Document passage
━━━━━━━━━━━━━━━━━━━━━━━━━━━━━━
Continental is selling parts of its Vistesco Technologies and Contitech divisions. Vistesco produces powertrain systems, and Contitech focuses on rubber components. The divestment is part of Continental’s $1.2B restructuring plan.
BorgWarner completed its purchase of Delphi Technologies late last week.
A Toyota-Panasonic JV will build lithium-ion batteries for hybrid vehicles at a Panasonic plant in Tokushima, Japan starting in 2022. The production line will have enough capacity to produce around 500,000 batteries per year.
GM tentatively agreed to purchase an 11% stake in Nikola, a revision after Nikola’s stock price plummeted. GM would manufacture an electric pickup for Nikola and provide hydrogen fuel-cell technology.
Ford revealed it owns a 7.6% stake in Velodyne Lidar in an SEC filing.
DURA Automotive has broken ground on its new plant in Muscle Shoals, Alabama. The $75M, 200k sf facility will be completed by April 2021 and employ around 279 full-time workers.
━━━━━━━━━━━━━━━━━━━━━━━━━━━━━━
[Dataset entries]
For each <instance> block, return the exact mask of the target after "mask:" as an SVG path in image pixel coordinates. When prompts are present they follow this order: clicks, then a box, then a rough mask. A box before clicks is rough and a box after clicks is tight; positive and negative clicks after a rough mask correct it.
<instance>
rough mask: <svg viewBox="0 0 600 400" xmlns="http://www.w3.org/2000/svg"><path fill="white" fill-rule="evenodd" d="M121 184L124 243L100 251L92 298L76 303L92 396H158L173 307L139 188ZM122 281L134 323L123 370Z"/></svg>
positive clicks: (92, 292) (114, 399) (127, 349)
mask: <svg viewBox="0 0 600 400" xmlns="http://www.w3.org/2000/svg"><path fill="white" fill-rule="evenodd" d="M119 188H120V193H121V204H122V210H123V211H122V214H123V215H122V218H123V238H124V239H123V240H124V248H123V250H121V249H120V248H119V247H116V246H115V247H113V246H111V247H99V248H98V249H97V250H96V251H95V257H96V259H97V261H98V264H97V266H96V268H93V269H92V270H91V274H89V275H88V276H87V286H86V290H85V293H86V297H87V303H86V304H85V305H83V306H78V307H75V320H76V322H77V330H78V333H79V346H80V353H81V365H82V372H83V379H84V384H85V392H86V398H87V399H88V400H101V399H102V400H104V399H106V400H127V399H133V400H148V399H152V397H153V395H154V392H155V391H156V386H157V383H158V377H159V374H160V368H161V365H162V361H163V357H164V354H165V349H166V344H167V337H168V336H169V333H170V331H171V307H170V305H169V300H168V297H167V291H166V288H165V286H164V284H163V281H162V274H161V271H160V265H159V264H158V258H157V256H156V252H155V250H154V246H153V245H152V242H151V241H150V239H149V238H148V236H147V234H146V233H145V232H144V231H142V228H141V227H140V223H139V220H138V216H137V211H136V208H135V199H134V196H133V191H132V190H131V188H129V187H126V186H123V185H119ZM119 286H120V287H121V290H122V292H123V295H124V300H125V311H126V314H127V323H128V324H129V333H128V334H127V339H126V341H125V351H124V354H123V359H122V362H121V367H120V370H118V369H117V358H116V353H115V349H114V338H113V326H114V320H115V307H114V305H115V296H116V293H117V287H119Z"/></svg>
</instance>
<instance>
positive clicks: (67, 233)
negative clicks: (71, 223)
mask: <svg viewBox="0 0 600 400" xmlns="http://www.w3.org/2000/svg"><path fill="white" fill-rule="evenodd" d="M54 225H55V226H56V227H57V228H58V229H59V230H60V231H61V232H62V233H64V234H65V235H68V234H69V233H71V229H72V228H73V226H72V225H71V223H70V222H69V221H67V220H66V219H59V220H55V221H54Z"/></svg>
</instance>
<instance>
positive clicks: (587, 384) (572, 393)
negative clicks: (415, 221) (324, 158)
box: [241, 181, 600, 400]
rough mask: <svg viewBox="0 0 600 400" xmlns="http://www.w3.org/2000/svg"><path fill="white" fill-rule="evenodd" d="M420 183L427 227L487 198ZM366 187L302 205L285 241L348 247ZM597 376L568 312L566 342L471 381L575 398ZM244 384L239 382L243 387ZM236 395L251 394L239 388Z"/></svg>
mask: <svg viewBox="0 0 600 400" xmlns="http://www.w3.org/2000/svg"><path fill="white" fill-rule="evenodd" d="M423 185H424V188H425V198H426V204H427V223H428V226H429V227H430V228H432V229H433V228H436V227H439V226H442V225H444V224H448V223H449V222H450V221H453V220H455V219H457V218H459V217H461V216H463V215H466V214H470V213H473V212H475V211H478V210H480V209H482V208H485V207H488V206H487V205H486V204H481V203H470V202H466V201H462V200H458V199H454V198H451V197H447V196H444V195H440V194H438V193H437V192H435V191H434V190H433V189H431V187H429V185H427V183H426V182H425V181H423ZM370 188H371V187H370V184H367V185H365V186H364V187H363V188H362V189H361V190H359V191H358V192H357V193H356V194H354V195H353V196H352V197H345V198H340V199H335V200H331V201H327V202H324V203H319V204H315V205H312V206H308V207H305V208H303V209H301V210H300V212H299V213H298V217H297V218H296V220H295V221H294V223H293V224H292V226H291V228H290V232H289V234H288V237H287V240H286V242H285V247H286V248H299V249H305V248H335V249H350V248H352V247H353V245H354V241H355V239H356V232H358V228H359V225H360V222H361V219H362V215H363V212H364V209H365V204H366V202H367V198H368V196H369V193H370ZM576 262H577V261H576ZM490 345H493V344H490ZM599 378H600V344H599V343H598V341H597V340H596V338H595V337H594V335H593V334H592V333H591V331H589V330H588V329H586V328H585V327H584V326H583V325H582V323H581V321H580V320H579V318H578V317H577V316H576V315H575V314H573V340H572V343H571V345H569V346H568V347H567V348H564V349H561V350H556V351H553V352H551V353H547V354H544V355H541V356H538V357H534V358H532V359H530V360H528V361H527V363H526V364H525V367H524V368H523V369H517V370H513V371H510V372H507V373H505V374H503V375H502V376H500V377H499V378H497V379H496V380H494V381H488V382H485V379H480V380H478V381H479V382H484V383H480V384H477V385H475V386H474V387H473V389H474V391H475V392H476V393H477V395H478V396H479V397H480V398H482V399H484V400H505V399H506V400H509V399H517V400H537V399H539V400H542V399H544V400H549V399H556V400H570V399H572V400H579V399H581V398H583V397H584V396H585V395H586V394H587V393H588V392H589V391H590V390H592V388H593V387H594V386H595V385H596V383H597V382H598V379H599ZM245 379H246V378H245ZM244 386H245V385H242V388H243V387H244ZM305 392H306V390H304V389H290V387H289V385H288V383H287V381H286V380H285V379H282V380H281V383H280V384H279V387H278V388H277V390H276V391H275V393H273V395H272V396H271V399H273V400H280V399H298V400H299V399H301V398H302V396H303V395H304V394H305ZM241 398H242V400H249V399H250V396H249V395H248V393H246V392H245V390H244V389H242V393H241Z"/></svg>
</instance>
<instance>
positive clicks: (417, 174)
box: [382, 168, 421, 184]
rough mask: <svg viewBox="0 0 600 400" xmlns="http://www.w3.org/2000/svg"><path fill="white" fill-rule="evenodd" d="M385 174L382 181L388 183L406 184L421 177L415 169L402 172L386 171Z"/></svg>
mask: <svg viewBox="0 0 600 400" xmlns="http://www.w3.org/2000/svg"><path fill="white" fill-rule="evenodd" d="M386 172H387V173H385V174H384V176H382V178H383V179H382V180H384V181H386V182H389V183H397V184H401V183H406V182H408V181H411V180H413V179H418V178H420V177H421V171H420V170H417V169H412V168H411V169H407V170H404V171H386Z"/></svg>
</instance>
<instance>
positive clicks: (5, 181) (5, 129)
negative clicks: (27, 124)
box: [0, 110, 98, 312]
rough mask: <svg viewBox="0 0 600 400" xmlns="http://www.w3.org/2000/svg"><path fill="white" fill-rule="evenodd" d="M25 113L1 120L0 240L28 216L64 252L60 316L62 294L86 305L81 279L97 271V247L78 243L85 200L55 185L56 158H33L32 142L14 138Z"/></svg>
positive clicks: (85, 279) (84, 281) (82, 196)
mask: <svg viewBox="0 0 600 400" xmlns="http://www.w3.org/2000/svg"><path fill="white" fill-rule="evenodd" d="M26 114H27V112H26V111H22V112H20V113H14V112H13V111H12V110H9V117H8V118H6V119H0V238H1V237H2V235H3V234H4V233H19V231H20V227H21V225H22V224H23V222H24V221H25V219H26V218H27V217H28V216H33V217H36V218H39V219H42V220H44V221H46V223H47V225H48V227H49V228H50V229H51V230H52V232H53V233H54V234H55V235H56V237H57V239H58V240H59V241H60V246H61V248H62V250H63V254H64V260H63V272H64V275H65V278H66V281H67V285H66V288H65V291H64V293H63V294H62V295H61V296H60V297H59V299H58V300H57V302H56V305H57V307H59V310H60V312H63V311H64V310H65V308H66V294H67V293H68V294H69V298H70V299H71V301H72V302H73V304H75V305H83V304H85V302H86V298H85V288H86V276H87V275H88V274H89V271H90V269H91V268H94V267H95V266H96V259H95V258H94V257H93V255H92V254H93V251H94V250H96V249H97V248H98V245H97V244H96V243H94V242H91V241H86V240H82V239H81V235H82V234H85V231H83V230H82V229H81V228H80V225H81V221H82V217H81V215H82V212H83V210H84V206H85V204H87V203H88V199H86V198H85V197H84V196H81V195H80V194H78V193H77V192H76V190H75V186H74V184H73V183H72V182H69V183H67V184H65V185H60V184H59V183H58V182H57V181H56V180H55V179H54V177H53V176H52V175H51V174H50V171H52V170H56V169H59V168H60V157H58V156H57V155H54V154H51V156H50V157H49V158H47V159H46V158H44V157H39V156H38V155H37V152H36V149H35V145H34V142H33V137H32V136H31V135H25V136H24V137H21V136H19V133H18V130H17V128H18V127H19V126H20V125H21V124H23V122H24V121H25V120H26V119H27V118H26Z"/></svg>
━━━━━━━━━━━━━━━━━━━━━━━━━━━━━━
Job 1
Answer these questions using the automotive news briefs:
(a) What percentage stake did GM tentatively agree to purchase in Nikola?
(b) At what location will the Toyota-Panasonic JV build lithium-ion batteries?
(c) About how many full-time workers will DURA Automotive's new plant employ?
Job 2
Write the next part of the automotive news briefs, picking up after the final item.

Response area 1
(a) 11%
(b) At a Panasonic plant in Tokushima, Japan
(c) Around 279

Response area 2
Faurecia has opened its R&D center for hydrogen storage systems in Bavans, France.
Tesla warned workers that an employee was fired after they “maliciously sabotaged” part of its Fremont, California factory in September.
Toyota and Nissan will reportedly ask the UK to pay them back any customs charges leveled against their cars in the event of a “no-deal” Brexit.
BMW’s CFO, Nicolas Peter, believes Brexit could cost the auto industry $13B without tariff-free trade.
To cut battery costs in half, Tesla plans to produce a new type of battery cell at its Berlin Gigafactory. Elon Musk says it could be a “significant production risk.”